Prompt: Give only the number of lines in the following entries where "shield" appears.

Record set:
^^^^

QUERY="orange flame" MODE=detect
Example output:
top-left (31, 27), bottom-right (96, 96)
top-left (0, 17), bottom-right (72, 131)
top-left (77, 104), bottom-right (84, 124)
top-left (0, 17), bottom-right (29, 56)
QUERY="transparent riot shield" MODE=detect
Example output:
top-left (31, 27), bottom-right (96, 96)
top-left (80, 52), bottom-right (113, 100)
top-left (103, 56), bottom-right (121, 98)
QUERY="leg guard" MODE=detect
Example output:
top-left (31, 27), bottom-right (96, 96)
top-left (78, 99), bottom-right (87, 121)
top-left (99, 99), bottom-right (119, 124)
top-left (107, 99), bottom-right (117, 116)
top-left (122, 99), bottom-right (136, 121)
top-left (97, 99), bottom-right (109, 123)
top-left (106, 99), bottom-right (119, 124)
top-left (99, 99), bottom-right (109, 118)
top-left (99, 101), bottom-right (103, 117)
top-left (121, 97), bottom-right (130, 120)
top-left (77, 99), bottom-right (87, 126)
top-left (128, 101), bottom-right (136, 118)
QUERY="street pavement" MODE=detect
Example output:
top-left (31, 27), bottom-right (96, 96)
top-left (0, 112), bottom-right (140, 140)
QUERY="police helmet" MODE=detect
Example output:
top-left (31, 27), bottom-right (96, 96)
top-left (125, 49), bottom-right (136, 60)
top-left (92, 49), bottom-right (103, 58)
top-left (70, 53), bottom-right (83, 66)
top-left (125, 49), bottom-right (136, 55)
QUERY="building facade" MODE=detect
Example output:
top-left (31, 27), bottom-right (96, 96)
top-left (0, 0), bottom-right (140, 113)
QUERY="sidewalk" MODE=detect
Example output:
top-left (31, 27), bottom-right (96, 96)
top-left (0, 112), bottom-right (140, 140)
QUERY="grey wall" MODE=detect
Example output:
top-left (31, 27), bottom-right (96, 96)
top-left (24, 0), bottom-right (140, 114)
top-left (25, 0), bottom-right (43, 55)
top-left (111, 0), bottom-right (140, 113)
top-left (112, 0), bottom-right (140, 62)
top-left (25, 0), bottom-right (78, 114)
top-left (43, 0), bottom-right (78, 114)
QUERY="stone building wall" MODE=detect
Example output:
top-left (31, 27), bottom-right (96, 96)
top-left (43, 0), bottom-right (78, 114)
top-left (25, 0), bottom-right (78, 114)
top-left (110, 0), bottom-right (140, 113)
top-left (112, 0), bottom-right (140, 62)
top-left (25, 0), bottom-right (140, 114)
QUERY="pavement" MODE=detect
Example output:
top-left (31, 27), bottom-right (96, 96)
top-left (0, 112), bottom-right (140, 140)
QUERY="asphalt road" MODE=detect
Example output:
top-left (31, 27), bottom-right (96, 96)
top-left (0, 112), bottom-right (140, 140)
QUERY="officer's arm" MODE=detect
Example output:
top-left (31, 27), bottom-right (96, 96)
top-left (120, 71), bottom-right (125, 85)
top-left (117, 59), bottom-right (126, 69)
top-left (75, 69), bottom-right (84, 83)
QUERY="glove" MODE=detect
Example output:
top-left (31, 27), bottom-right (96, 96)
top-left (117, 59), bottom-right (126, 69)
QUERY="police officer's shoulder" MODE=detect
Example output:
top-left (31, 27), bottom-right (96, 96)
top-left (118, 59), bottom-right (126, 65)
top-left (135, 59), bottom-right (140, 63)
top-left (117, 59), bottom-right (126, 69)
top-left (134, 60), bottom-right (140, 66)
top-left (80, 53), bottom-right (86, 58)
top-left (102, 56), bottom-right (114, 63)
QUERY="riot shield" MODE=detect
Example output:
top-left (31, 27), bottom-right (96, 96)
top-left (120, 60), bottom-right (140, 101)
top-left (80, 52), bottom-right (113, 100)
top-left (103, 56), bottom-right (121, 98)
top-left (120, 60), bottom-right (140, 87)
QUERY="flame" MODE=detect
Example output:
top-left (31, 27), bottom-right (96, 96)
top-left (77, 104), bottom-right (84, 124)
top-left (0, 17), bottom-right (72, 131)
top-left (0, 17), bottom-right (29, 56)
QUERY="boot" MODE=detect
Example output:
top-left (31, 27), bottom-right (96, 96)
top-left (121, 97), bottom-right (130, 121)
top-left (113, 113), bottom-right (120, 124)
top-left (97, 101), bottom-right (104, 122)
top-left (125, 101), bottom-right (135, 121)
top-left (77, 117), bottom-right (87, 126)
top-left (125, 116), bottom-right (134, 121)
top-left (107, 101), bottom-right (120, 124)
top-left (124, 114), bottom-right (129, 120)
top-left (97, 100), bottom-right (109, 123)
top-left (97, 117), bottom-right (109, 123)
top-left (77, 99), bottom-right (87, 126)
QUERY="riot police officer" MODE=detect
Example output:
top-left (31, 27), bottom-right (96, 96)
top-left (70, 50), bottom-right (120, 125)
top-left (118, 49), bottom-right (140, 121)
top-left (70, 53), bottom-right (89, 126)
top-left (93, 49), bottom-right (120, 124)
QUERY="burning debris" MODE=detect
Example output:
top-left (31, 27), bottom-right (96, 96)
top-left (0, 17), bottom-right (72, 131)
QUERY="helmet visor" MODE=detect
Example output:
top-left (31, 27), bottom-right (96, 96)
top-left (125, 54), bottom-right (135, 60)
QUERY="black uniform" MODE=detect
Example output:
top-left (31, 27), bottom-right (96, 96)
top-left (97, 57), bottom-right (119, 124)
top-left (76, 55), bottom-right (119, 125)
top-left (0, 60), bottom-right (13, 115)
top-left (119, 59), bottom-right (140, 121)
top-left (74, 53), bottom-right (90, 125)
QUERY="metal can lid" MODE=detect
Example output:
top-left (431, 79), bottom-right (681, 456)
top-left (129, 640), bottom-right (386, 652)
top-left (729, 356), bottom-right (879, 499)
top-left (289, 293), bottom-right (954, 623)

^^^^

Result: 2